[WHAT YOU WILL DO]:
(1) Translate this sentence from the article on Phil Sandusky's New Orleans paintings into Spanish: "Sandusky is easily identifiable by his characteristic sun visor and shaggy blonde hair and by his obvious vigor and enjoyment of painting in the fresh air."
(2) The article on Phil Sandusky's New Orleans paintings names the kinds of buildings that define the city. List every one of them.
(3) Continue the article on Phil Sandusky's New Orleans paintings after its final sentence.

[PASSAGE PROVIDED]:
⟨

Forces that Inspire: New Orleans through a plein air painter’s eyes

Written by: Lisa LeBlanc-Berry

Anyone who loves or gets misty-eyed over the thought of New Orleans will be drawn to the Impressionistic plein air paintings of Phil Sandusky that are on view this month at Cole Pratt Gallery on Magazine Street, with an opening reception November 7.

From the shady streets of the South Carrollton area to the Garden District and Bywater neighborhoods, the plethora of Creole cottages, Victorian homes, ordinary shotgun houses, and humble corner stores that define the city are eloquently captured on Sandusky’s canvases in his new body of work.

Like a modern-day Monet, he can often be seen walking around the streets of Uptown New Orleans (often in my neighborhood with his small dog), with his easel in hand. Sandusky is easily identifiable by his characteristic sun visor and shaggy blonde hair and by his obvious vigor and enjoyment of painting in the fresh air.

⟩

[GIVEN RECORDS]:
⟨

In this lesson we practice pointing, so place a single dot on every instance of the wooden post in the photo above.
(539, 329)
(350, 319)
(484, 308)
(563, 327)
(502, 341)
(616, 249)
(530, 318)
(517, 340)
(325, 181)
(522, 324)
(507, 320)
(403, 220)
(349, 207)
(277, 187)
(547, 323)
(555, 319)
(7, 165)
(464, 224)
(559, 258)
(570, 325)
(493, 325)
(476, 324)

⟩

[EXPECTED OUTPUTS]:
(1) Sandusky es fácil de reconocer por su característica visera para el sol y su cabello rubio desgreñado, así como por su evidente vigor y el gusto con que pinta al aire libre.

(2)
- Creole cottages
- Victorian homes
- ordinary shotgun houses
- humble corner stores

(3)
“I like the architecture of New Orleans,” Sandusky says. “It is not all pristine. The buildings age quickly and they are more organic than other places, so there is a lot of character to the architecture with the old wood framed buildings. From Victorian to Spanish stucco, there is such variety,” he reflects. “It’s like a little tropical paradise here. There is also a lush variety of foliage that you don’t have anywhere else,” he concludes. “Right now, there is a bunch of papaya trees growing around town.”

Painting doesn’t get any fresher than this. The artist works quickly, on average just three hours per canvas, but he says, “I only keep about one canvas per week out of the five canvases I have done. There is a crispness, immediacy to it. I work exclusively from life.”

Sandusky not only limits the time spent on a painting, but he also uses relatively large brushes and small canvases. “These limitations encourage simplification and thinking about the parts only in so far as they relate to the whole,” he explains. “I believe that when representational artists paint by focusing all attention on each part separately, no matter how well they plan, they may reproduce the image perfectly, but they can’t help but compromise their statement of the real human visual experience of the whole subject,” he continues. “The fundamental principle of gestalt is that ‘the whole is different than the sum of its parts.’ I have found this quickly executed, simple statement to be the most effective way for me to explore the real, transient nature of the visual experience.”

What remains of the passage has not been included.